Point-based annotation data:

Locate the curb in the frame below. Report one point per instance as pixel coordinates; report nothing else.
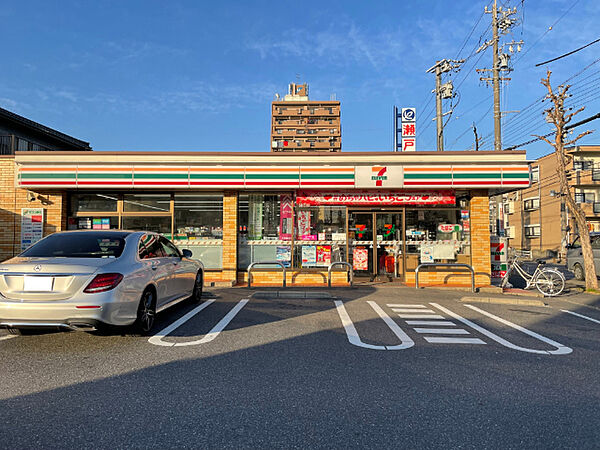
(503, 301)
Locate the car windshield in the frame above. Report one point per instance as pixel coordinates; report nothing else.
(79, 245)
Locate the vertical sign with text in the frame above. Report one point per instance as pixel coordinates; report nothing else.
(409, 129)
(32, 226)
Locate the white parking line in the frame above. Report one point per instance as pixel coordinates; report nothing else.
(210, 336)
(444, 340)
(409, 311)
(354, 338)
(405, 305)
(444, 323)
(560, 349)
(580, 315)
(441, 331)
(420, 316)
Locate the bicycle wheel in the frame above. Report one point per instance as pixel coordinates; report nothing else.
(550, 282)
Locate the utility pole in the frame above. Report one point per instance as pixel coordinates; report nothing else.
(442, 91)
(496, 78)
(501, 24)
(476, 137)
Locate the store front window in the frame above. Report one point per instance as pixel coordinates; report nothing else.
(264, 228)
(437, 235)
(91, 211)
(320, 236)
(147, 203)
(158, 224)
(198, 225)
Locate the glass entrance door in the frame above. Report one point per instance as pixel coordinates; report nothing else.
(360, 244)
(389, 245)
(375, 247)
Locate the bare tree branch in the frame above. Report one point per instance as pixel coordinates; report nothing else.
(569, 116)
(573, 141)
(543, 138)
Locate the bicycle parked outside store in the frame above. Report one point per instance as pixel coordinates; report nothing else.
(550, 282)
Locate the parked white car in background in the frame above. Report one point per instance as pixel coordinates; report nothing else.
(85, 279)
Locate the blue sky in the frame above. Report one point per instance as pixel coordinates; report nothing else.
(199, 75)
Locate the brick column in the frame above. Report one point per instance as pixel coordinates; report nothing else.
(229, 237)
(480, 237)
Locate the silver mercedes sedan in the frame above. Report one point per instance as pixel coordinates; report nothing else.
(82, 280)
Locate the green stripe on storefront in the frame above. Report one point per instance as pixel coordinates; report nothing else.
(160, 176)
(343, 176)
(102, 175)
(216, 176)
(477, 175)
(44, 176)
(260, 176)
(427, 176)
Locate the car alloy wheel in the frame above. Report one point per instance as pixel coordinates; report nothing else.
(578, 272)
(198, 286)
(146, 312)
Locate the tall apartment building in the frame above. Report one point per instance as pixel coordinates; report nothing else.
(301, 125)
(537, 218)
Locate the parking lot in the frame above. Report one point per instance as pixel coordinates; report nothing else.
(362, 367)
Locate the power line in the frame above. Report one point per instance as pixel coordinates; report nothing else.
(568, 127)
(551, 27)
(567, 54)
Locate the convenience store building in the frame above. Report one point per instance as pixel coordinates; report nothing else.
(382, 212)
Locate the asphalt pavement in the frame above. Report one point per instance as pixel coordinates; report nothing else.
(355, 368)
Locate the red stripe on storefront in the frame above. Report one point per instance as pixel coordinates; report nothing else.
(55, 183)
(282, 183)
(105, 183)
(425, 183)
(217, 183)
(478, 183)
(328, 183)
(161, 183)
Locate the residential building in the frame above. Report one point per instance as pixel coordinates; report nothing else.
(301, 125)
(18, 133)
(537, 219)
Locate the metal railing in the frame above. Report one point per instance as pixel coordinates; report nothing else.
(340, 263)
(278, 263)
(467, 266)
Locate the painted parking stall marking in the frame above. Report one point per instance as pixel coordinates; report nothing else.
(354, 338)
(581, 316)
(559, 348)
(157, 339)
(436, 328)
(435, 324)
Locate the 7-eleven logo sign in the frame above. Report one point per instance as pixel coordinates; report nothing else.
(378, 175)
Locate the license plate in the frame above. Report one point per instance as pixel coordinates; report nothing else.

**WHAT IS ASKED:**
Rewrite all of the material above, replacing "Report one point per instance" with "Give a single point for each instance" everywhere and changing nothing else. Leave the pictures out of your answer.

**FULL OUTPUT:**
Locate the curb in the frame below. Give a single point for each instance as pixel coordinates; report nothing else.
(503, 301)
Locate the car windshield in the frame above. Give a single point for each instance as pixel coordinates; report nothing else.
(79, 245)
Locate the vertical sign with text in the frame above. Give a single point for each instance as pixel coordinates; report nothing else.
(409, 129)
(32, 226)
Locate the white parking line in the frame above. Give a single point for each instance as pixel coordinates; report nothing else.
(210, 336)
(444, 340)
(409, 311)
(354, 338)
(405, 305)
(444, 323)
(560, 349)
(580, 315)
(441, 331)
(420, 316)
Locate the bicycle wheel in the frame above. Give a single point for each instance as pixel coordinates; report nothing else.
(550, 282)
Locate the utility pole in the frame above. Give a single point for each instance as pixel coordinates; report nothing else.
(442, 91)
(496, 78)
(501, 24)
(476, 137)
Locate the store front window in the frame above. Give a single point for each instance as pixel coordinates; report nothing else.
(264, 228)
(437, 235)
(91, 211)
(320, 236)
(147, 203)
(158, 224)
(198, 225)
Locate the glass entrance door in the frame above. Give a single point for each instance as pixel coordinates; report nothing else.
(360, 244)
(389, 245)
(375, 247)
Locate the bare tree branch in the frame above. Give a single point for each instance as pixel coordinates; report nothing else.
(569, 116)
(573, 141)
(543, 138)
Locate the bicycle parked outside store in the frame above. Give a single point for each instance as pixel coordinates; report nothing else.
(550, 282)
Locate the parked white car in background in the frame above. Give a single point for each instance as pixel coordinates; report nothing else.
(85, 279)
Locate the blue sky in the frame above. Give a single point for each instance as pixel coordinates; report nothing else.
(199, 75)
Locate the brick column in the frame above. Give a single point for each instance as pixel coordinates; report nothing else.
(229, 237)
(480, 237)
Locate the silver mercedes sedan in the frame above. Give a single point for each instance as pixel coordinates; report nothing else.
(82, 280)
Locate the green stripe on storefront in the frame above. Give a single point for each instance as pixel coordinates; report nothing else.
(160, 176)
(343, 176)
(102, 175)
(216, 176)
(477, 175)
(44, 176)
(260, 176)
(427, 176)
Locate the car alloy wheel in the frame above. Give a single point for each instance as pixel coordinates; report nothing else.
(578, 272)
(198, 286)
(146, 312)
Locate the tall apartment building in the frame above. Give a single point for each instance as pixel coordinates; report nothing else.
(301, 125)
(537, 218)
Locate the parking lot in the frame above. Give a single point for each instance as pixel coordinates; report nothing else.
(362, 367)
Locate the power line in the frame above. Give a single point for each instance as pixel coordinates; report nothing else.
(568, 127)
(551, 27)
(567, 54)
Locate the convenience store building in the frame above. Give a single point for each instance as pixel coordinates; report nothing else.
(382, 212)
Locate the asphalt pavement in the frame above. Give a single point for each instance as pixel coordinates; report nothing else.
(355, 368)
Locate the red stripe on storefront in the frame above. Give a single point for each instance as pixel coordinates; report nothing else.
(55, 183)
(282, 183)
(105, 183)
(425, 183)
(217, 183)
(478, 183)
(328, 183)
(161, 183)
Locate the residential building in the frame above. Give a single point for each instance as pixel coordinates; report nothing else.
(301, 125)
(18, 133)
(537, 219)
Locate the metal railing in the frame above. Give a single point for each instance as pixel coordinates; report nothing else.
(340, 263)
(278, 263)
(467, 266)
Locate the painted parking stall marking in the frame above. Give a single point for each instance as pixel coordinates; report nothing else.
(354, 338)
(581, 316)
(559, 348)
(157, 339)
(436, 328)
(435, 324)
Locate the 7-eleven logo sign in the frame above. Give a single point for each instance as pixel coordinates; report nothing else.
(378, 175)
Locate the license plate in the frame above. Give a single point for each instance as pixel coordinates; report nothing else.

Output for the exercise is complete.